**Problem details**: Transcribe, unchanged, the lines of the listing below from the line with "Query: split gill mushroom" to the line with "Give the mask of the split", including both of those lines.

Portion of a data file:

========

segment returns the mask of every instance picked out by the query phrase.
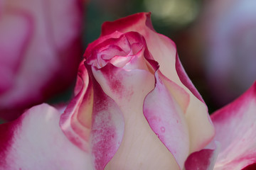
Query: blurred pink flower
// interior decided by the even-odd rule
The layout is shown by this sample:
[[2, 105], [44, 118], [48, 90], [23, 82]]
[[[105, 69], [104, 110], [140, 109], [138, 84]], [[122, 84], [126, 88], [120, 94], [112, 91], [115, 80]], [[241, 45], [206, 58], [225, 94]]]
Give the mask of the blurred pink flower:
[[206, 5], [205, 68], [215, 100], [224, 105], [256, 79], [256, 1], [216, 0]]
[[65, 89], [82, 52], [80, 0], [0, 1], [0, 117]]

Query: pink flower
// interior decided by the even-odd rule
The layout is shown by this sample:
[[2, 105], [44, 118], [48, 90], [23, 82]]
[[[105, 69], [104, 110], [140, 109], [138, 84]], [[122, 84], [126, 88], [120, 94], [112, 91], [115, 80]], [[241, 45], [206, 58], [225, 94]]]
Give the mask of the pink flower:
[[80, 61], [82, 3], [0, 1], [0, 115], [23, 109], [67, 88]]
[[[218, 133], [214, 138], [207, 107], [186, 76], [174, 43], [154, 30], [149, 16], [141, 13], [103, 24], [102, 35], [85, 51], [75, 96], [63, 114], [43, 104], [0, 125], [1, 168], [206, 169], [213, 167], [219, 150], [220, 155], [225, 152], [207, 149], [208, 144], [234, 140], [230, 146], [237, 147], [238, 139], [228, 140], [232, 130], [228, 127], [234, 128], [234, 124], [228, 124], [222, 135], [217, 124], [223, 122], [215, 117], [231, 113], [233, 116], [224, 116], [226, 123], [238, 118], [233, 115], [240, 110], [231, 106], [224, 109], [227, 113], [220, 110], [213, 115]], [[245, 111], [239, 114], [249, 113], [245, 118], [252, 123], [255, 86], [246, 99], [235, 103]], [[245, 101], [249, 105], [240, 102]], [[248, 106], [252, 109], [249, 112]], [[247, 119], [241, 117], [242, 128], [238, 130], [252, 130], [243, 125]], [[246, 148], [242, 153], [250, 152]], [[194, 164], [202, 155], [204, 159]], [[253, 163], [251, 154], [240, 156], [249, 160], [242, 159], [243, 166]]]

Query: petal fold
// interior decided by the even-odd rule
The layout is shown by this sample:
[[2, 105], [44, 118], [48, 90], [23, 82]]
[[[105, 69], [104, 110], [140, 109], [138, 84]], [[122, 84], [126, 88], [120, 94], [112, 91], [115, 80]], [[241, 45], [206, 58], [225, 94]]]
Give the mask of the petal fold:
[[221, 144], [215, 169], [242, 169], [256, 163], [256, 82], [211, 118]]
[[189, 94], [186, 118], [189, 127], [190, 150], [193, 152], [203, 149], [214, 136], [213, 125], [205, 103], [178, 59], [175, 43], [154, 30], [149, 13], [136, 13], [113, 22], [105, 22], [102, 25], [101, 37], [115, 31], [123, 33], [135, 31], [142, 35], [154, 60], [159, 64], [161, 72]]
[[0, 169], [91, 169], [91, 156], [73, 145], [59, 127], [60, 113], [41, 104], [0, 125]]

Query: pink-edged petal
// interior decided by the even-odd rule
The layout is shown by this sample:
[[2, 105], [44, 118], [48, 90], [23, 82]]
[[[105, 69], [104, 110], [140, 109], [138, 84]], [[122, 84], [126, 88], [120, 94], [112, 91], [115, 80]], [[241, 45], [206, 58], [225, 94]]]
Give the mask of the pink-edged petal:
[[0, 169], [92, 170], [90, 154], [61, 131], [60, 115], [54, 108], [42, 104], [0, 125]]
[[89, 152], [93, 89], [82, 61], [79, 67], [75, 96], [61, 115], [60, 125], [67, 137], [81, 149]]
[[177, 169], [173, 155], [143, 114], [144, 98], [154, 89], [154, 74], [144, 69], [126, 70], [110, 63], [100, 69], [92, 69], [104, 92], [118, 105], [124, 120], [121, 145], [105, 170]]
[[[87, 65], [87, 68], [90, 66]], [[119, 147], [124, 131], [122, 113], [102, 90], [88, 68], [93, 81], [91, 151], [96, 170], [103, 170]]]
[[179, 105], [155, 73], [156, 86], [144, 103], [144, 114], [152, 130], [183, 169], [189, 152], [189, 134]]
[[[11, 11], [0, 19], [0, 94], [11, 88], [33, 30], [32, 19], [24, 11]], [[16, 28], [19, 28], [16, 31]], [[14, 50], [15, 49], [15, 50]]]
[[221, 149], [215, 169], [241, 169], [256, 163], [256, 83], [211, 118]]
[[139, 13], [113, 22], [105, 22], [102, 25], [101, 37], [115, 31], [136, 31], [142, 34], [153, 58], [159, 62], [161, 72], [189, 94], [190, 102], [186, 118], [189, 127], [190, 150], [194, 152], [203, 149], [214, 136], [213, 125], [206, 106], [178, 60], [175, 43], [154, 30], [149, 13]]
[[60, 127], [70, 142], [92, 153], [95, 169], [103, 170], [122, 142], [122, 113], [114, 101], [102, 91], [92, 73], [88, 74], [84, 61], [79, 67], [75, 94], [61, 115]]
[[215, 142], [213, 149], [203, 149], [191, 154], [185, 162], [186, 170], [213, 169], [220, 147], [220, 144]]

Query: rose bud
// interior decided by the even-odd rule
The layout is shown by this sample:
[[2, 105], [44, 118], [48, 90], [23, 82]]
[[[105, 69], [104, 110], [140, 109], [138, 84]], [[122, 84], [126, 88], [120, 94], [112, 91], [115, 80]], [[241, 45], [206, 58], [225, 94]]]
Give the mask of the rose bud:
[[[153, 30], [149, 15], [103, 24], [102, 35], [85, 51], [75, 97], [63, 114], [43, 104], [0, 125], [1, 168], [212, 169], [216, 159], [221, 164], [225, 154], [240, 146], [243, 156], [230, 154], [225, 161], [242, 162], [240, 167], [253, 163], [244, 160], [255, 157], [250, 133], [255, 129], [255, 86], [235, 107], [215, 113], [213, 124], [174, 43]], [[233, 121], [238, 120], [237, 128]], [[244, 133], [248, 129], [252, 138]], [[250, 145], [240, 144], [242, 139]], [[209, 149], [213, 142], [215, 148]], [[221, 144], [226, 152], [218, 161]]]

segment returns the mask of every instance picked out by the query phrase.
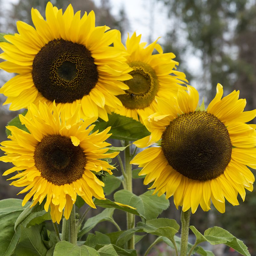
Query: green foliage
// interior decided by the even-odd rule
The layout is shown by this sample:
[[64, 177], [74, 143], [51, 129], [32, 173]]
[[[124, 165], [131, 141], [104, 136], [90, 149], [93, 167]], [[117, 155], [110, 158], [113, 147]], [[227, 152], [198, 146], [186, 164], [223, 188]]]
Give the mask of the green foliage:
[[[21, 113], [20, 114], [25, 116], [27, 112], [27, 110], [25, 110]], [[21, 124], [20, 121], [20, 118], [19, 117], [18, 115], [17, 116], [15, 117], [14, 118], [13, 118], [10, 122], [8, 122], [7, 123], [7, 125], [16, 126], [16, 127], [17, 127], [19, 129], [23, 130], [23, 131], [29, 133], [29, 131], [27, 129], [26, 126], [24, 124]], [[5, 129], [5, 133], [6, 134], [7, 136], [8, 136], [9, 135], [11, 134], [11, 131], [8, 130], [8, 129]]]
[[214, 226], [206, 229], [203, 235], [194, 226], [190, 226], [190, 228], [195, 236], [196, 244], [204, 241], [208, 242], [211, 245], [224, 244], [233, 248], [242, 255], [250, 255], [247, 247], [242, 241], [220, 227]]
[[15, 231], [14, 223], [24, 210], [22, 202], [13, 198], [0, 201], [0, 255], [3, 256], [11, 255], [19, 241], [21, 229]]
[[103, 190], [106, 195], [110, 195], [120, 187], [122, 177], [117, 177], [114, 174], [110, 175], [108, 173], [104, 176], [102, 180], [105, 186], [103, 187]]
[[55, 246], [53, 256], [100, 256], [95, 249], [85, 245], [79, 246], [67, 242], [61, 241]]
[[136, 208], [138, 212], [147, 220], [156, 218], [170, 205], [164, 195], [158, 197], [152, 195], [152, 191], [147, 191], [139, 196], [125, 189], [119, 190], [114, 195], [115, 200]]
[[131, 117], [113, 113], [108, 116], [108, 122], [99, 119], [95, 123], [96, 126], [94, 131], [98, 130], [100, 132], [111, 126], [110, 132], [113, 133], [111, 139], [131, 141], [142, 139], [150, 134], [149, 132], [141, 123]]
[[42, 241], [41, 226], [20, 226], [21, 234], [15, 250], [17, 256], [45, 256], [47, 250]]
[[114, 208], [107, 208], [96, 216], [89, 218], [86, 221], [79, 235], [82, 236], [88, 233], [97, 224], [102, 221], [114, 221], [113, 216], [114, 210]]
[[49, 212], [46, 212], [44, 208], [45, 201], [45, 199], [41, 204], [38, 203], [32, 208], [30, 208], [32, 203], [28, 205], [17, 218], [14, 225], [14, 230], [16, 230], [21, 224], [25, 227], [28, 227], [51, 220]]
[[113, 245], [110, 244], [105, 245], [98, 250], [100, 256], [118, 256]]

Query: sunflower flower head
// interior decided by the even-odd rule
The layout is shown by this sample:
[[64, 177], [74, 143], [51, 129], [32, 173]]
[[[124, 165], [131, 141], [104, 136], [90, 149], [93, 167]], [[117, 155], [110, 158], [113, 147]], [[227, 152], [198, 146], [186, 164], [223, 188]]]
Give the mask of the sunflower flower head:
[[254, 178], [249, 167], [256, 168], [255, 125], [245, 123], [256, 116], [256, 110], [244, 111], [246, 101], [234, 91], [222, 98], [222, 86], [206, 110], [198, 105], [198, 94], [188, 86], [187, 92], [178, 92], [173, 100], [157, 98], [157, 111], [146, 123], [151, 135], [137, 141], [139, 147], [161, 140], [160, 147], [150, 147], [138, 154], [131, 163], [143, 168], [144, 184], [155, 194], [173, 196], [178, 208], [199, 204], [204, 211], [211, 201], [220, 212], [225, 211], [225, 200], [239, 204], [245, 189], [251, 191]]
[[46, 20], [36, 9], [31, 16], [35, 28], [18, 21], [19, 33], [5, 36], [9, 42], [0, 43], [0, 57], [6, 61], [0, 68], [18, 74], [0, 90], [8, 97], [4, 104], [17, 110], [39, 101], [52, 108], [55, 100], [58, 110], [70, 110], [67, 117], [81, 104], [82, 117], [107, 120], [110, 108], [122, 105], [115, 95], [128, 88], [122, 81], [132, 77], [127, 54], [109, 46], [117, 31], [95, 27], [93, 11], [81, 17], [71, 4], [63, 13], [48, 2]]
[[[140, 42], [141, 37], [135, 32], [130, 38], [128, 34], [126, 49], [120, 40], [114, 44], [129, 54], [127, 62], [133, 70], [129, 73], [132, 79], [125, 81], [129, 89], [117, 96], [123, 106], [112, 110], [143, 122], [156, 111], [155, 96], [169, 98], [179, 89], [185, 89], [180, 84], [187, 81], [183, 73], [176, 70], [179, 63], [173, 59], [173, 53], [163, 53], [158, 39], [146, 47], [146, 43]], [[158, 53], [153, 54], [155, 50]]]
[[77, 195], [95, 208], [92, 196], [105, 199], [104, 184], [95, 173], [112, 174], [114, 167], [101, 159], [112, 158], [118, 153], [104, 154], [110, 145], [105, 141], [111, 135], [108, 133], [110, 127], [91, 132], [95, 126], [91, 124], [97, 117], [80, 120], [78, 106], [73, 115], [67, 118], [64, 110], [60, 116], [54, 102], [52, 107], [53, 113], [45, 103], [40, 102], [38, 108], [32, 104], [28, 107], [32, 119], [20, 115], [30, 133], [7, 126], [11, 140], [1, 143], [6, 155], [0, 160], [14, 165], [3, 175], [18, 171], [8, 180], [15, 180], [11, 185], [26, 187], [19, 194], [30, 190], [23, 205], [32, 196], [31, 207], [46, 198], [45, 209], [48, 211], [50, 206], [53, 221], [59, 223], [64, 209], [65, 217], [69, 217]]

========

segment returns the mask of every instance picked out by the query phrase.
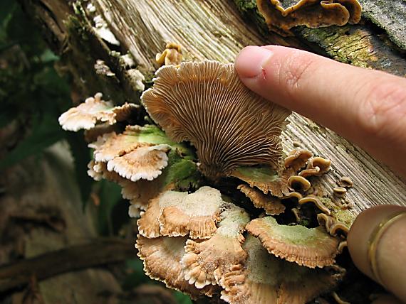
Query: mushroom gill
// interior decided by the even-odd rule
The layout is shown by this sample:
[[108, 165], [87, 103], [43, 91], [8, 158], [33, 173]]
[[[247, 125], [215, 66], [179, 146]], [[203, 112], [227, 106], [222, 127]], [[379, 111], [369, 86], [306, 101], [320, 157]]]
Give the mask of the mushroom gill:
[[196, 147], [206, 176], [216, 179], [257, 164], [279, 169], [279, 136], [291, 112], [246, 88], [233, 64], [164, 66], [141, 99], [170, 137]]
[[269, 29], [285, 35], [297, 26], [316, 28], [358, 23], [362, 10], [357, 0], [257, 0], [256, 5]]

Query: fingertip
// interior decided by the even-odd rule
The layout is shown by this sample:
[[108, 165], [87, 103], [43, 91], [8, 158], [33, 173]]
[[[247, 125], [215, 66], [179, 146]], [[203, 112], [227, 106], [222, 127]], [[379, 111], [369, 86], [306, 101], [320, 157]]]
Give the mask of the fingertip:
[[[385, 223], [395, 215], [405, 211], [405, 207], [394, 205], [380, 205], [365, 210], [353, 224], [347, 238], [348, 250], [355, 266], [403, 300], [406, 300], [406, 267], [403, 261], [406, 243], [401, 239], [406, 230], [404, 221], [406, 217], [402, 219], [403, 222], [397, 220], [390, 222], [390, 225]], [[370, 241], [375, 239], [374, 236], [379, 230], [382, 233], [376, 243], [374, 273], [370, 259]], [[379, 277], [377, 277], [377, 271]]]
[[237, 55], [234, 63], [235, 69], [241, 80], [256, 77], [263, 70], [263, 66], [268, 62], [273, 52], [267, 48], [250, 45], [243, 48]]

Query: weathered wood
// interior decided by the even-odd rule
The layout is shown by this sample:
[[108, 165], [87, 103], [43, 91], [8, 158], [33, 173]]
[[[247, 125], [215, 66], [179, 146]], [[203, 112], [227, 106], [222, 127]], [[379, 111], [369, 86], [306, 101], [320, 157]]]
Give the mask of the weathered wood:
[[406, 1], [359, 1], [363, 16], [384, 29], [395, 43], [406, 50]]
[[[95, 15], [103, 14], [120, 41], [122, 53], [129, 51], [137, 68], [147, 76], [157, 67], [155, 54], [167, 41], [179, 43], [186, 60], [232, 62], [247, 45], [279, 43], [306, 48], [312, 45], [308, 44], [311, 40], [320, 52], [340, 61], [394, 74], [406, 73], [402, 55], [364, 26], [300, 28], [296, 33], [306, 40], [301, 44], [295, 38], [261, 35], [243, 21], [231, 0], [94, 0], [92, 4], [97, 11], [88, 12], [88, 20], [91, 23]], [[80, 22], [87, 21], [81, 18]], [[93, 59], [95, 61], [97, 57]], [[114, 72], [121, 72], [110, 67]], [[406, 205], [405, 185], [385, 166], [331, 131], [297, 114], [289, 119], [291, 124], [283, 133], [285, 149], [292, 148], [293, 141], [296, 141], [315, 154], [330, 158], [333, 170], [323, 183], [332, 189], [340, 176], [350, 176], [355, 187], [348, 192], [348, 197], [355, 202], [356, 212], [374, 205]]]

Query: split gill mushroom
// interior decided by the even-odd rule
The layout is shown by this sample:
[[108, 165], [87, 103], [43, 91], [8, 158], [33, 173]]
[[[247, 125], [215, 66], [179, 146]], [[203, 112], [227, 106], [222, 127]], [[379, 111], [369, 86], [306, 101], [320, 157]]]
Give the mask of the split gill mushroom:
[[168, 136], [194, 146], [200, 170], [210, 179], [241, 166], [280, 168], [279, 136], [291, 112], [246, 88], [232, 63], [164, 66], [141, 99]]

========

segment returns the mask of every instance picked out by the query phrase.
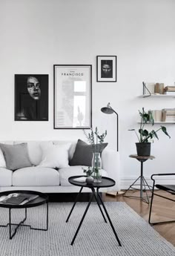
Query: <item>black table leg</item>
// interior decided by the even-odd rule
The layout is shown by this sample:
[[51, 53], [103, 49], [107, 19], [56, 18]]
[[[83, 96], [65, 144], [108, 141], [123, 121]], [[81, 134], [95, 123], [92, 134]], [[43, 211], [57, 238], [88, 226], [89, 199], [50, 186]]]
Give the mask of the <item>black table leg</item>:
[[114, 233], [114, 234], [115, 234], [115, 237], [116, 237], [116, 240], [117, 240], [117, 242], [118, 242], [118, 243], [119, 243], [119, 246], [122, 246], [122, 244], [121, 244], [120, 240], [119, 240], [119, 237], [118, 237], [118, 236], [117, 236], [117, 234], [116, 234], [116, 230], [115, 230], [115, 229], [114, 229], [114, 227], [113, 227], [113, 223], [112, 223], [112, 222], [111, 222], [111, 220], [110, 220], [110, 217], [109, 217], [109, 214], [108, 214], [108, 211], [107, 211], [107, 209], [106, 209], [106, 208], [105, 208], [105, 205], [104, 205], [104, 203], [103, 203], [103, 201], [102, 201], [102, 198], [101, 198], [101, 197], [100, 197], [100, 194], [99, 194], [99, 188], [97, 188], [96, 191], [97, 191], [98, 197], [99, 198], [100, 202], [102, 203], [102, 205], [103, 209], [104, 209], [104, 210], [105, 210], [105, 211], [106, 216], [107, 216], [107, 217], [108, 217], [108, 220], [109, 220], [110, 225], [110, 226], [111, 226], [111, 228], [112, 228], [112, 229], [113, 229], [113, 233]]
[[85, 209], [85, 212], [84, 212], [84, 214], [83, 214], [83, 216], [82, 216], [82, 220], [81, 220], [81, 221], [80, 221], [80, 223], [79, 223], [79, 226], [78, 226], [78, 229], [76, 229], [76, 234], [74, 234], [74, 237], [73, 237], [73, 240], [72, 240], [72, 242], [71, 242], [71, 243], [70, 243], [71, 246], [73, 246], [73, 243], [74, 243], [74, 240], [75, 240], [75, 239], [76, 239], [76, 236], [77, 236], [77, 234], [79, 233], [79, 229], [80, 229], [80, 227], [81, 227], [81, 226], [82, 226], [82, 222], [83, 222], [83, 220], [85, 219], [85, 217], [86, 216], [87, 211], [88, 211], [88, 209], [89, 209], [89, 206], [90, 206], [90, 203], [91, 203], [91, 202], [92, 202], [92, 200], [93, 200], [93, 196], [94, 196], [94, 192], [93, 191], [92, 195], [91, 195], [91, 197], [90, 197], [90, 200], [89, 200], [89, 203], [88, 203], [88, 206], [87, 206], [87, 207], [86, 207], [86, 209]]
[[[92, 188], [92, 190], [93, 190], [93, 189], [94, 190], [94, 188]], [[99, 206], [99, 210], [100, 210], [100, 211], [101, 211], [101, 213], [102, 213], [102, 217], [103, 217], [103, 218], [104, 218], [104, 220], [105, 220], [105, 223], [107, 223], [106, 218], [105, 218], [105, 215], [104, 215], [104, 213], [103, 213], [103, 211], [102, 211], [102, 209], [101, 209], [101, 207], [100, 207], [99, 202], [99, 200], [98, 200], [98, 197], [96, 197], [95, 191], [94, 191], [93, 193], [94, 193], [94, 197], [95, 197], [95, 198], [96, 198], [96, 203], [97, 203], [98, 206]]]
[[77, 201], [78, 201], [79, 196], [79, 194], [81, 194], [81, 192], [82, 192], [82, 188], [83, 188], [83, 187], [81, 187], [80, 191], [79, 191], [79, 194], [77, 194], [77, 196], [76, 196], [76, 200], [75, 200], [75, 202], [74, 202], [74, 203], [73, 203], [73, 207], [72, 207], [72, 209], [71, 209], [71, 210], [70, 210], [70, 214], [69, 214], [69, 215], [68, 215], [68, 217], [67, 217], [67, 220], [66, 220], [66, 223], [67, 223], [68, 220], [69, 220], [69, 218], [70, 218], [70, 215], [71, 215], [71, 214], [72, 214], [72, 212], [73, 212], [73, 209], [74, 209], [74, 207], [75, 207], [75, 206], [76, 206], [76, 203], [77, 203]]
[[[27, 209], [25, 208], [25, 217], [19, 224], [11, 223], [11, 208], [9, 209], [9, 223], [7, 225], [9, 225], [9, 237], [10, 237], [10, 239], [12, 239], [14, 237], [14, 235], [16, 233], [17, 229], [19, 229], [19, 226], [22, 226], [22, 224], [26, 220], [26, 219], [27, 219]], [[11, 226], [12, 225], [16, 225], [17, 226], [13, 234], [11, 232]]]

========

**Correct answer**:
Query: split gill mushroom
// interior decided by the even-odd rule
The layout is shown by this sample:
[[108, 165], [87, 103], [43, 91], [8, 158], [33, 173]]
[[[247, 125], [215, 66], [179, 146]], [[203, 112], [227, 106], [222, 127]], [[379, 111], [369, 86], [306, 101], [320, 157]]]
Give the mask of the split gill mushroom:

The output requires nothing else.